What to produce » Scan the data below and copy each line where "smoke" occurs.

Collected data
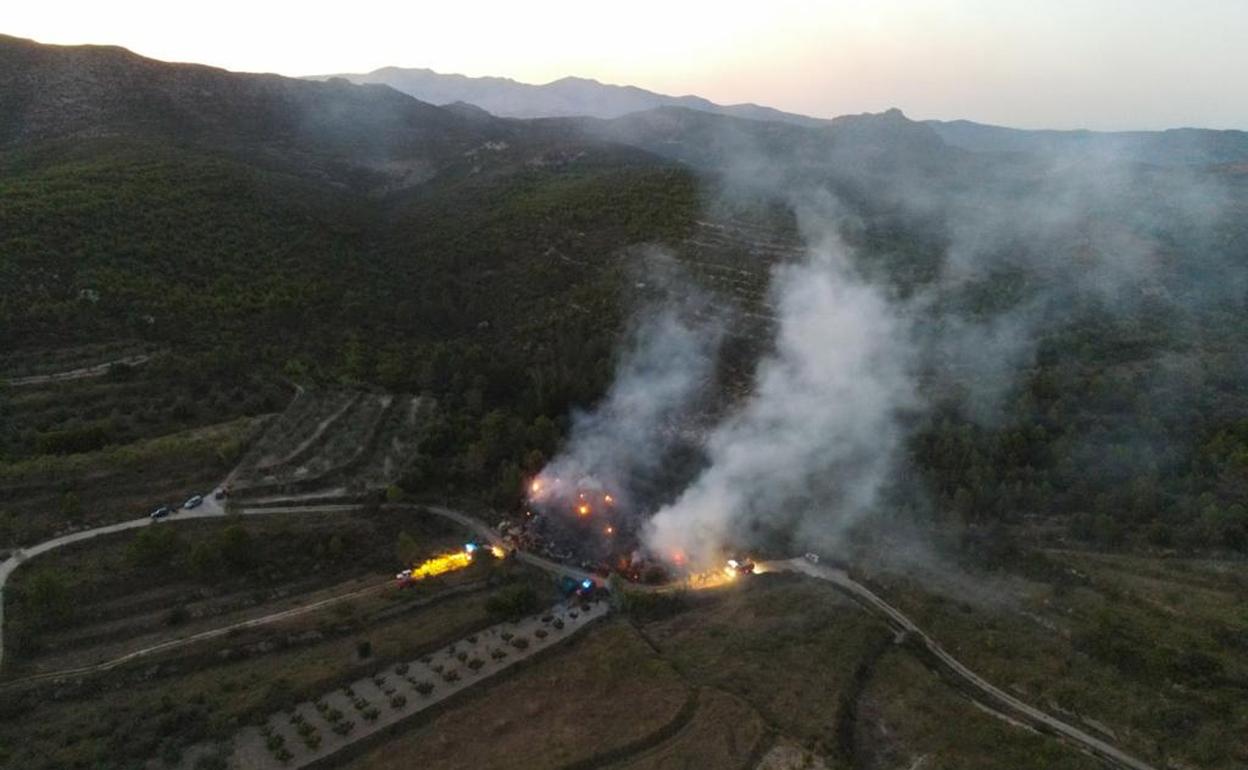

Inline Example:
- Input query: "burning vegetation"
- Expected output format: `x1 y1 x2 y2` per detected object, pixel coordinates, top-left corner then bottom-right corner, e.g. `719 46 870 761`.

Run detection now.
501 475 758 588
511 475 663 581
395 543 479 587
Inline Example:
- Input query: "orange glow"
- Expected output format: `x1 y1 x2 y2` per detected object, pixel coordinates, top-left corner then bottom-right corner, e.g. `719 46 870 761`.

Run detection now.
490 545 506 559
530 480 542 494
686 567 736 590
605 526 614 535
604 494 614 505
577 504 591 516
410 550 473 580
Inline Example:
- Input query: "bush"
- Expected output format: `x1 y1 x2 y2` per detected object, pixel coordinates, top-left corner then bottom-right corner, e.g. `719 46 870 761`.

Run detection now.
468 658 484 670
486 584 540 621
193 752 228 770
390 694 407 709
362 707 380 722
356 639 372 659
126 526 185 570
414 681 434 696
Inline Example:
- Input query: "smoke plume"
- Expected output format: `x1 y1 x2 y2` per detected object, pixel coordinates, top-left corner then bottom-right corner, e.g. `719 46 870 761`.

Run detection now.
644 195 918 567
532 254 724 513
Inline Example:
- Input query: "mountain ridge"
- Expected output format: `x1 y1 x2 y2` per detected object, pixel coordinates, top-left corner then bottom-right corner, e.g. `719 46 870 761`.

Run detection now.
310 64 1248 166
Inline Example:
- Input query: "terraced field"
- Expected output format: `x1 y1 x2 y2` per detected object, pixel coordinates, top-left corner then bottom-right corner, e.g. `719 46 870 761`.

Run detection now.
228 390 433 499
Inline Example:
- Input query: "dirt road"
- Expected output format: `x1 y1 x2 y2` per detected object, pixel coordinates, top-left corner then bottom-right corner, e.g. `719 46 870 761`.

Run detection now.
4 354 153 387
0 498 590 678
760 558 1158 770
1 500 1157 770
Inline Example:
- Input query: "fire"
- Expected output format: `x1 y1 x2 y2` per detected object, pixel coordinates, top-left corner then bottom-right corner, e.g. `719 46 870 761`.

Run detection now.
530 480 542 494
686 567 735 589
605 526 614 535
604 494 614 505
577 504 591 516
490 545 506 559
406 547 474 581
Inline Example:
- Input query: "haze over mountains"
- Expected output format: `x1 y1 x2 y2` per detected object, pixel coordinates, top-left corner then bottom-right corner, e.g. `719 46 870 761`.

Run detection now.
312 65 1248 167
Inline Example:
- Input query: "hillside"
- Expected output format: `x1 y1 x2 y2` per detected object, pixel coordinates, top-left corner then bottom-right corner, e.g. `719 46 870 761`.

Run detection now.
3 35 1247 559
927 118 1248 167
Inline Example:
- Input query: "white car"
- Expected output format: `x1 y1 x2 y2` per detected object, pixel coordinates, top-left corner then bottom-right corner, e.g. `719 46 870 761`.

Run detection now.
804 552 819 564
183 494 204 510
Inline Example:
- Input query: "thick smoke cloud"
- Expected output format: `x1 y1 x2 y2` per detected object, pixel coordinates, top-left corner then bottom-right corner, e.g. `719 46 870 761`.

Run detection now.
644 196 918 567
561 113 1243 571
533 254 724 511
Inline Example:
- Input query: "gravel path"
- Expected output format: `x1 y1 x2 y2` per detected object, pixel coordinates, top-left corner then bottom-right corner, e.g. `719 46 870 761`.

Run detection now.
760 558 1157 770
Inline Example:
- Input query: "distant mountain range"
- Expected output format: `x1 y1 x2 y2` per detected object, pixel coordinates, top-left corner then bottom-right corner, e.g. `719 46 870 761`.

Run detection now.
306 67 831 127
310 66 1248 167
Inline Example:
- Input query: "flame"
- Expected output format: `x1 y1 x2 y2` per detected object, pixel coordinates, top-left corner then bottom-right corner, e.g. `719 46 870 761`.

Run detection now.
685 567 736 589
604 494 614 505
605 526 614 535
490 545 506 559
530 480 542 494
408 550 473 580
577 504 591 516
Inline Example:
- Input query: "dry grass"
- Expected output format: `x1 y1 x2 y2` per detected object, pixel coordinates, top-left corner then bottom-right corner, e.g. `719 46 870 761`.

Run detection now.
612 688 765 770
0 582 514 769
862 551 1248 770
344 620 691 770
858 648 1102 770
642 575 891 755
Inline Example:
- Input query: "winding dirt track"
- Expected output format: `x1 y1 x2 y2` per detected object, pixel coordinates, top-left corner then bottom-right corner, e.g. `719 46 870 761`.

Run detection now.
759 558 1158 770
1 503 1157 770
4 354 153 386
0 499 591 682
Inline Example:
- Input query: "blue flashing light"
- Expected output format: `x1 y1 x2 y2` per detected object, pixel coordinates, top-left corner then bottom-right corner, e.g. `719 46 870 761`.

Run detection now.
465 543 478 553
581 579 593 589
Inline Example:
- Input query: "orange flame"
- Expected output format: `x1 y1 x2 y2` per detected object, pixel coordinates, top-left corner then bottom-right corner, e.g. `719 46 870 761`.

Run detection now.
409 550 473 580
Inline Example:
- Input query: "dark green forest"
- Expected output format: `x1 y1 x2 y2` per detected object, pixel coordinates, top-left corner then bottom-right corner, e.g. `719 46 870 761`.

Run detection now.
2 33 1247 558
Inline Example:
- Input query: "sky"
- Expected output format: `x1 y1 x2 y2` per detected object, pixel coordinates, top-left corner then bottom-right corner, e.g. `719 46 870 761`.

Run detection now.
5 0 1246 131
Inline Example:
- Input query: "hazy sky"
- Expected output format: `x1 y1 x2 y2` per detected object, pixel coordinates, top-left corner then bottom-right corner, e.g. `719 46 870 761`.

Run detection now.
7 0 1246 130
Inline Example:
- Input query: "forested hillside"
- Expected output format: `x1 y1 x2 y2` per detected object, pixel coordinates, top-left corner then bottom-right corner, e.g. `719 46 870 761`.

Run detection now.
2 35 1246 558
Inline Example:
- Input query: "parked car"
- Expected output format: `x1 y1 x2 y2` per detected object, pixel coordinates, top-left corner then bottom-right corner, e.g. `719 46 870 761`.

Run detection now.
214 487 228 500
804 552 820 564
150 506 171 520
183 494 204 510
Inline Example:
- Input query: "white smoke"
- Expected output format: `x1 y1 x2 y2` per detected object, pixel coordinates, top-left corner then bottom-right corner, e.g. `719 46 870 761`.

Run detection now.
643 197 917 567
533 256 724 510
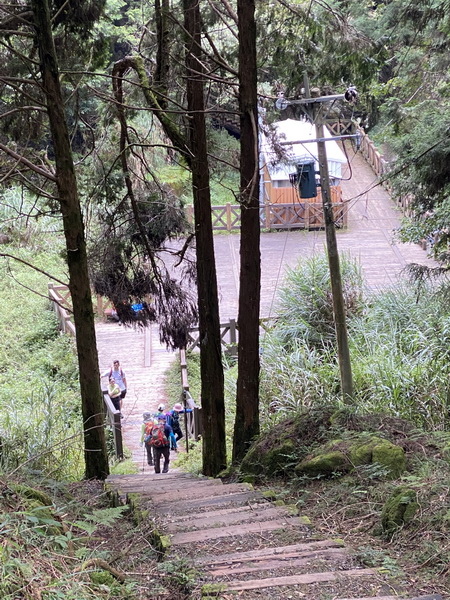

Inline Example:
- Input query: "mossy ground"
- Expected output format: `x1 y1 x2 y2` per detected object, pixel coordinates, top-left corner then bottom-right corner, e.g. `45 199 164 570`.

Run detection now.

Problem solution »
- Input query: "smoke plume"
- Input query: "thick smoke cloud"
- Input query: "white smoke"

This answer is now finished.